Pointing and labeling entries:
⁂

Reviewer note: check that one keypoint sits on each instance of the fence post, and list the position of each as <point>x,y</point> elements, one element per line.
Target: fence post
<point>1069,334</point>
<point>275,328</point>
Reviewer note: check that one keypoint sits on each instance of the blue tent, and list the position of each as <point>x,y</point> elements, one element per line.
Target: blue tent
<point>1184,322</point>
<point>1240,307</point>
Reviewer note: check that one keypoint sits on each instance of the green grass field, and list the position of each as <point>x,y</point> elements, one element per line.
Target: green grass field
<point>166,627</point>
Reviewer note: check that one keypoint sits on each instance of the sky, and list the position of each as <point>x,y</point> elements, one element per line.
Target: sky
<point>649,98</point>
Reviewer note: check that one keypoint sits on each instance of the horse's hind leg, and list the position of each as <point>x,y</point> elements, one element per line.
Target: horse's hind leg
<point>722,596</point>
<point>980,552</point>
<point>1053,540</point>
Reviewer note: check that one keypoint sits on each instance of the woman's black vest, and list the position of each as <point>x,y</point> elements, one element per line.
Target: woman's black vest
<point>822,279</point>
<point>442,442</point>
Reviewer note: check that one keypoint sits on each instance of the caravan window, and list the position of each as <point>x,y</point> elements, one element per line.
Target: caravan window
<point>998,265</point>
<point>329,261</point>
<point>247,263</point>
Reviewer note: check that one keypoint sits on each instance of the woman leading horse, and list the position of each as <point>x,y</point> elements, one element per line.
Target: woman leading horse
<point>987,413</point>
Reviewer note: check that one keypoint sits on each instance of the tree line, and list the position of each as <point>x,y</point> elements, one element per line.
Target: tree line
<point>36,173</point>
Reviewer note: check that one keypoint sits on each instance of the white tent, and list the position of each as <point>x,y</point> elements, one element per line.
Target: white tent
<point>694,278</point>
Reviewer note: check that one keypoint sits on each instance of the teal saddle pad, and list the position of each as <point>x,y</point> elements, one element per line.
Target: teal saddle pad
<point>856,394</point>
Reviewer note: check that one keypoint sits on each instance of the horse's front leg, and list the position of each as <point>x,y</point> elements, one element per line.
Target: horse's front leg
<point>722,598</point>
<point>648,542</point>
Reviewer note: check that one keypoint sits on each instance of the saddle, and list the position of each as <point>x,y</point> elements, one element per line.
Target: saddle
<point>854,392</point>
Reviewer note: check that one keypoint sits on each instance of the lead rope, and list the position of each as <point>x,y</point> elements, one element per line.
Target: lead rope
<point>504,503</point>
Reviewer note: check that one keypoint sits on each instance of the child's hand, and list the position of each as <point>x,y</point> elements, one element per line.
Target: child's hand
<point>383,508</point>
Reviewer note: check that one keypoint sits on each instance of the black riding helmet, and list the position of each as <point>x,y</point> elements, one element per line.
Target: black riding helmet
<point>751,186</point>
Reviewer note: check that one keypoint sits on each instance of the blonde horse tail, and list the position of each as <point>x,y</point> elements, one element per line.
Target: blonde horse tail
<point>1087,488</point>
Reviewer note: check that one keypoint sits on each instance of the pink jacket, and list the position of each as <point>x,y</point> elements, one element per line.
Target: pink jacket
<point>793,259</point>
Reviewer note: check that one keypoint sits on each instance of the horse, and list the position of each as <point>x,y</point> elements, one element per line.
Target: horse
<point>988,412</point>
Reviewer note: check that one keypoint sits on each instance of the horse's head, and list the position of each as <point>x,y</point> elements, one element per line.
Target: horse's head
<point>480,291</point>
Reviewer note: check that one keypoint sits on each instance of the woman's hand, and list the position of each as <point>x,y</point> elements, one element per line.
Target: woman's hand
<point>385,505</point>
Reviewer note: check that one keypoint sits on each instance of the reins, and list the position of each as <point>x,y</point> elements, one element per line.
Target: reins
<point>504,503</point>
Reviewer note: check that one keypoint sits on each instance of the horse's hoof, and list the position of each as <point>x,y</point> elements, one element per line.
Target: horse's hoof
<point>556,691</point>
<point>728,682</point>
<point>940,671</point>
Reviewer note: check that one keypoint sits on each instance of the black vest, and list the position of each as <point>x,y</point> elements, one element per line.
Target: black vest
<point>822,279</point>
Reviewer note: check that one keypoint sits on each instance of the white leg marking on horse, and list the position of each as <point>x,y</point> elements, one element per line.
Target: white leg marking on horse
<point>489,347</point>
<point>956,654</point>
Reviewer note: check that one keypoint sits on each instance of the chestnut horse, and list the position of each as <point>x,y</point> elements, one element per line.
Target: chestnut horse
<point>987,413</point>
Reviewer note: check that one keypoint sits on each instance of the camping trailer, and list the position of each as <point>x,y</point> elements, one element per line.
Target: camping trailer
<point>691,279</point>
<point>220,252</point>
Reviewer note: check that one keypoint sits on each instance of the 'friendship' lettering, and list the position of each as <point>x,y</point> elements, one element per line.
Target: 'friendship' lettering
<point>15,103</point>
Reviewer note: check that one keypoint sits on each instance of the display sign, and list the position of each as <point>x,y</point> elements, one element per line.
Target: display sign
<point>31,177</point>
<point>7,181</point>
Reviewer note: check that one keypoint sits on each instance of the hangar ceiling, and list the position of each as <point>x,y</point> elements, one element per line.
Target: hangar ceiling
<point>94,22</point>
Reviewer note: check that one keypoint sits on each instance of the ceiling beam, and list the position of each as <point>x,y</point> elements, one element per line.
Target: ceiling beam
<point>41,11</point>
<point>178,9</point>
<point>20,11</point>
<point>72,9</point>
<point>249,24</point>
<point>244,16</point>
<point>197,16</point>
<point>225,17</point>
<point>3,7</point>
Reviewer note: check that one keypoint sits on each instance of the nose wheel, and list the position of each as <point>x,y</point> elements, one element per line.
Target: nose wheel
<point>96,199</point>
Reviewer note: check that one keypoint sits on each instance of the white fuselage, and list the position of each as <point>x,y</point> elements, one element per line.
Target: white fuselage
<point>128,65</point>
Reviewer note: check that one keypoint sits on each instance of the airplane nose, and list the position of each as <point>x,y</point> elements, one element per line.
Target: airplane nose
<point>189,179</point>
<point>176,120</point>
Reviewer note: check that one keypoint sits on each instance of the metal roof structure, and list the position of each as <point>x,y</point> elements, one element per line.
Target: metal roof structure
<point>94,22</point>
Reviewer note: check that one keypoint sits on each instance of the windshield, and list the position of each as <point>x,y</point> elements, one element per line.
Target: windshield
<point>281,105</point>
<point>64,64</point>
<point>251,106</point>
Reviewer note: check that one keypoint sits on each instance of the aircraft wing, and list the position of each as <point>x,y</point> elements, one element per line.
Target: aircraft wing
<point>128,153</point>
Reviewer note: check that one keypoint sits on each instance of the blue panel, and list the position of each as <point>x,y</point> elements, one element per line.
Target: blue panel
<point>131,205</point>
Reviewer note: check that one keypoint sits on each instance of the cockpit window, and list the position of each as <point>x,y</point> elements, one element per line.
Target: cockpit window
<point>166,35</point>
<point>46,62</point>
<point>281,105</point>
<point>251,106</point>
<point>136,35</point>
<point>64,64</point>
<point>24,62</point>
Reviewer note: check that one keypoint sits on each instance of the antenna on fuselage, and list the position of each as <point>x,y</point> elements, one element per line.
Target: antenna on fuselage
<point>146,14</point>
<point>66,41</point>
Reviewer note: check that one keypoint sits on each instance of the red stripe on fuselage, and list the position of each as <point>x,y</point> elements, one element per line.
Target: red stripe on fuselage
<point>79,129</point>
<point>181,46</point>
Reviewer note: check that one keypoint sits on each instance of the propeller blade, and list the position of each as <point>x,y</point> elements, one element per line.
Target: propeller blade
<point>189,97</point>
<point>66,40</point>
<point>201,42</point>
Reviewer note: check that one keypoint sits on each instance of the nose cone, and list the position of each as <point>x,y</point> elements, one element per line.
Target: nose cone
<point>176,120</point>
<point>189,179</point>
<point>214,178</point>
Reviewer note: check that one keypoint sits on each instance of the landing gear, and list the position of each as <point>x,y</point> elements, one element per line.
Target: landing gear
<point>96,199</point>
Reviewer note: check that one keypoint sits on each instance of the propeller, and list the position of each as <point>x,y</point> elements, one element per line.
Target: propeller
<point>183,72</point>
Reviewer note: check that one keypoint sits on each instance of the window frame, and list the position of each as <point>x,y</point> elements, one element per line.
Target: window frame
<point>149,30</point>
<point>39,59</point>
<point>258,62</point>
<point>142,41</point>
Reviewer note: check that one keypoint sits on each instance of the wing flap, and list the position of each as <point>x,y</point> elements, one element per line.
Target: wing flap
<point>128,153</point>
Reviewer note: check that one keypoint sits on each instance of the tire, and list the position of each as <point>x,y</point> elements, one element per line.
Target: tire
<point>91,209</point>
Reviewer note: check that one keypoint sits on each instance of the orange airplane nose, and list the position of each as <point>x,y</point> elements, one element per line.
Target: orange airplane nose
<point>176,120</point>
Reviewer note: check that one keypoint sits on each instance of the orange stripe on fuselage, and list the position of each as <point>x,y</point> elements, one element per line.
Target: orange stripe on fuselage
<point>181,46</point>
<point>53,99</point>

⁂

● What you have to do:
Can you rewrite the lines from the line with "of the caravan" to the line with "<point>247,263</point>", both included, multiplying each x,y coordinate inside the point tags by 1.5 and rounding to whole numbers, with halves rounded up? Keep everything else in those lines as it is.

● Written response:
Reviewer note: check that one keypoint sits on each instance of the caravan window, and list the position of each as <point>x,y</point> elements, one element per line.
Target: caravan window
<point>1497,398</point>
<point>494,392</point>
<point>371,395</point>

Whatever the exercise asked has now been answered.